Stored dataset items:
========================================================================
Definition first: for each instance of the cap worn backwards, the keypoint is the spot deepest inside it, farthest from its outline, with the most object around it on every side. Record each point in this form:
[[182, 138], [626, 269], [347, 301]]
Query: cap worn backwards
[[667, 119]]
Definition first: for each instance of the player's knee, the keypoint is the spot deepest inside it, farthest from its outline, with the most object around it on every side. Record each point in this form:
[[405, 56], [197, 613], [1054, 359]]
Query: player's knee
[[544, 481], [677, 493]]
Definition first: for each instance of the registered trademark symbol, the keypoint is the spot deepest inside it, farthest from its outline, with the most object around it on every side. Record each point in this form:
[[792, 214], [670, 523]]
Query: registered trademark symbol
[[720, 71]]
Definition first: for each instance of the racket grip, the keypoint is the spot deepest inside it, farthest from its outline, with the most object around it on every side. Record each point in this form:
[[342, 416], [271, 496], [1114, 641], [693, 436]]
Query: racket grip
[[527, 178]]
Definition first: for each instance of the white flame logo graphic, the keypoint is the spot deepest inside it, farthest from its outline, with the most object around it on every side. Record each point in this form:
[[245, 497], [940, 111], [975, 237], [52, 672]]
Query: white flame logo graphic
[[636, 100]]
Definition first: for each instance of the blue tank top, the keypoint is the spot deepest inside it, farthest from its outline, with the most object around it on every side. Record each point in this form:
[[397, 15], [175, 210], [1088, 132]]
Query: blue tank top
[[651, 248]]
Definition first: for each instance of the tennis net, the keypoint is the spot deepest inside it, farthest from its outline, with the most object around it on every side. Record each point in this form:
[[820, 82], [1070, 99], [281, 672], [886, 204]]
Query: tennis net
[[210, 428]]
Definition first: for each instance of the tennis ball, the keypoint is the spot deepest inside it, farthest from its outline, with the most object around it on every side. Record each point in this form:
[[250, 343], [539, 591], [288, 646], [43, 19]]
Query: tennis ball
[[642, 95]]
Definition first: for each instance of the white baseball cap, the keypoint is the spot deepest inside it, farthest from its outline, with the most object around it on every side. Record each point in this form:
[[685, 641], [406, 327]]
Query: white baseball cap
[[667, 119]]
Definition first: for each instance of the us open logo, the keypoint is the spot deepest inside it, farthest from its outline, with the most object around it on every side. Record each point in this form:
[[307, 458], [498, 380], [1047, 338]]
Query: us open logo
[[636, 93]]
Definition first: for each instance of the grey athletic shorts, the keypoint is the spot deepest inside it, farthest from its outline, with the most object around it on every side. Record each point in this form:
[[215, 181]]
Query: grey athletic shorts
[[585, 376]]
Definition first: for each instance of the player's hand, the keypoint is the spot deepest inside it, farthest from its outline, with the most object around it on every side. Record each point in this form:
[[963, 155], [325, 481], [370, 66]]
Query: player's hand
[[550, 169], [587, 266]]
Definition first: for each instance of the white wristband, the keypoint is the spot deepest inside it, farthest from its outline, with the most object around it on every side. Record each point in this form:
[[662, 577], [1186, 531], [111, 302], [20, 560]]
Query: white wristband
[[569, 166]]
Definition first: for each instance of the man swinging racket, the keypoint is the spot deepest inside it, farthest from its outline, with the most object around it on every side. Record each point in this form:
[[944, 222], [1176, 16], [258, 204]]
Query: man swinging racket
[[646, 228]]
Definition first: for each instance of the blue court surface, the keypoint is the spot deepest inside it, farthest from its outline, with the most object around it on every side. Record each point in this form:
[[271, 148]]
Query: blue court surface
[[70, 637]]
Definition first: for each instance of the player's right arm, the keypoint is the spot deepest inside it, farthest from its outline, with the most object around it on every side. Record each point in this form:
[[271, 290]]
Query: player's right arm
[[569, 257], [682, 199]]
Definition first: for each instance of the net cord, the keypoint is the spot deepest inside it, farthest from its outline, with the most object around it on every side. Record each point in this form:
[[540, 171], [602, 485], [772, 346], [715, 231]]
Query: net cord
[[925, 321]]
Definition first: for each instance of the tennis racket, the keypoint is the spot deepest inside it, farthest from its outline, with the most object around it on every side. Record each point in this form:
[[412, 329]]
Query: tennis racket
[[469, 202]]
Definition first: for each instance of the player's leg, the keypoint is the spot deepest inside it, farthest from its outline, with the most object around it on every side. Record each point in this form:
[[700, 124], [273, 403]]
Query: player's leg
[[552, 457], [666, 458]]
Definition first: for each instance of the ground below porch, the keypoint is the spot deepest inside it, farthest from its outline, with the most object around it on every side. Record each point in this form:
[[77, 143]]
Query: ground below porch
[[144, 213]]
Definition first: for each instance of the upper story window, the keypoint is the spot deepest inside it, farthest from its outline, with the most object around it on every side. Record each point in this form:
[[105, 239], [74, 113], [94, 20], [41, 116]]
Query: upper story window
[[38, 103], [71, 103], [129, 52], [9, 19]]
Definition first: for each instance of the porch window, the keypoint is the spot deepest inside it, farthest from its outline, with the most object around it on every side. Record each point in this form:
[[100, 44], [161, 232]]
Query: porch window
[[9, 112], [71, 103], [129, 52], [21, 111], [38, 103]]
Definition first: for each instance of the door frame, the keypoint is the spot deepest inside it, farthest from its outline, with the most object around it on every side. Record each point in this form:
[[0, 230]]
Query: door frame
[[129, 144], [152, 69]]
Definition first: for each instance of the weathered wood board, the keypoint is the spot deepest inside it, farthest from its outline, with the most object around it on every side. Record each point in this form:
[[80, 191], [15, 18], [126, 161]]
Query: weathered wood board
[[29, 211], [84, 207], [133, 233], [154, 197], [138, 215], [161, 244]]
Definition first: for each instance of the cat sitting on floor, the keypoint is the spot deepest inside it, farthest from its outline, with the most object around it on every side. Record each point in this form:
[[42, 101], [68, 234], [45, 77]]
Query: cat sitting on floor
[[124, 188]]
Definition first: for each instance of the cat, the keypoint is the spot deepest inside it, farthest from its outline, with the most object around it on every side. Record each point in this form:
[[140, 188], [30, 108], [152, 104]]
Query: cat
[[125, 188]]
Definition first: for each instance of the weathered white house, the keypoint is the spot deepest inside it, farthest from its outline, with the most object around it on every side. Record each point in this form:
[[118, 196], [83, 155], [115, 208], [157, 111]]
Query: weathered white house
========================================================================
PROBLEM TO SOLVE: Only one stretch of the records above is wanted: the lines between the one holding "Definition first: for each instance of the blue tank" and the one holding "[[397, 15], [175, 210], [1088, 132]]", inclusive, reproduced exactly.

ANSWER FOR THIS EXERCISE:
Definition first: for each instance of the blue tank top, the keypoint is the spot deepest inside it, farthest from its outline, with the most object around it on every side. Record each point in this form:
[[397, 15], [175, 210], [1088, 132]]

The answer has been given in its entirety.